- [PASSAGE TO READ]:
————————

I find it hard to believe that Kate and William were ‘religious watchers’ of suits. It wasn’t good enough really to make you ‘fanatical’
It’s USP that Mike had a photographic memory and Harvey was an amazing negotiator got sidelined by the relationship soap opera it turned into.

They were clearly just being polite, and Harry has added his own reality to it - making them super fans 🤣

Wheresthebeach · 17/01/2023 11:11

Mingmoo · 17/01/2023 07:24

Honestly it’s madness to insist on the hug as the single signifier of affection that counts - and there are candid and posed pictures of Charles with his arm around Harry. Harry may not have felt loved enough but that doesn’t mean he wasn’t loved and shown that love. What he wants from his family - equal status with his brother, the return of his mother, total adoration of his wife, for example - is fundamentally impossible to demand or deliver. I’m glad he has Meghan if she fills that emotional need in him, but that doesn’t make it a reasonable or rational need.

Good points.

I do wonder what would happen if Harry stops idolising MM - its all so weird, and a bit disturbing (she's Diana reincarnated). If she 'fails' him, like his family did, maybe by putting her ambition first, he could decide she's the enemy now.

————————

- [INFORMATION SUPPLIED]:
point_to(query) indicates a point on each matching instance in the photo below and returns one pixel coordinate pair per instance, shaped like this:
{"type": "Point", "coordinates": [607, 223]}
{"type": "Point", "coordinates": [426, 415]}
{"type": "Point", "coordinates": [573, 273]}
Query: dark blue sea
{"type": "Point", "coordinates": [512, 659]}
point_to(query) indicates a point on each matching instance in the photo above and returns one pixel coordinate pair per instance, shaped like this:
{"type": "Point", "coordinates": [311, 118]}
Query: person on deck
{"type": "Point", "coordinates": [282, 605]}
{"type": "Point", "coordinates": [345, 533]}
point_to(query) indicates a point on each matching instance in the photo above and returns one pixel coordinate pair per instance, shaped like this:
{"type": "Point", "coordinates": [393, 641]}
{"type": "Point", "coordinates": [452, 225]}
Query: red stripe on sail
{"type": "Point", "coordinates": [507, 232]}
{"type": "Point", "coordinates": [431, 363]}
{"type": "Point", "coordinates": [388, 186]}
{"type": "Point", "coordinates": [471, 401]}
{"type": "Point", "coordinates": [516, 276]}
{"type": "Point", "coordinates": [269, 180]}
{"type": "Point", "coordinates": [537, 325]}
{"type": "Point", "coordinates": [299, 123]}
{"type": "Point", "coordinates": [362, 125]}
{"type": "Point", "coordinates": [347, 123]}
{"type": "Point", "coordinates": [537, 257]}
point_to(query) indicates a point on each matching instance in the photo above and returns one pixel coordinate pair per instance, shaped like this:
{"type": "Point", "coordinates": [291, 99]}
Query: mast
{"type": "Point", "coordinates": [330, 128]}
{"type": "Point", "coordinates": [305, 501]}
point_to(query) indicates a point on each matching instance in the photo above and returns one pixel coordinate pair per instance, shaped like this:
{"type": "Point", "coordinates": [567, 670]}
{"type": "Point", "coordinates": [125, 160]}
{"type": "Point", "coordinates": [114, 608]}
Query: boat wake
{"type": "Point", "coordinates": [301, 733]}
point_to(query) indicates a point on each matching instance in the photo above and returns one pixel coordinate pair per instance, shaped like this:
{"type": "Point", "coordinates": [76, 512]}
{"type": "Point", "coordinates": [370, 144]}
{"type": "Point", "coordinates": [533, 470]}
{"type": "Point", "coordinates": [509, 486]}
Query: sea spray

————————

- [GOALS]:
**A)** From the forum thread, extract the passage beginning at the words "Wheresthebeach · 17/01/2023" and ending after "Good points.".
**B)** In the forum thread, what ability of Mike's is named as part of the show's USP?
The material is separate from the forum thread.

- [RESPONSES BY TASK]:
**A)**
Wheresthebeach · 17/01/2023 11:11

Mingmoo · 17/01/2023 07:24

Honestly it’s madness to insist on the hug as the single signifier of affection that counts - and there are candid and posed pictures of Charles with his arm around Harry. Harry may not have felt loved enough but that doesn’t mean he wasn’t loved and shown that love. What he wants from his family - equal status with his brother, the return of his mother, total adoration of his wife, for example - is fundamentally impossible to demand or deliver. I’m glad he has Meghan if she fills that emotional need in him, but that doesn’t make it a reasonable or rational need.

Good points.

**B)** He had a photographic memory.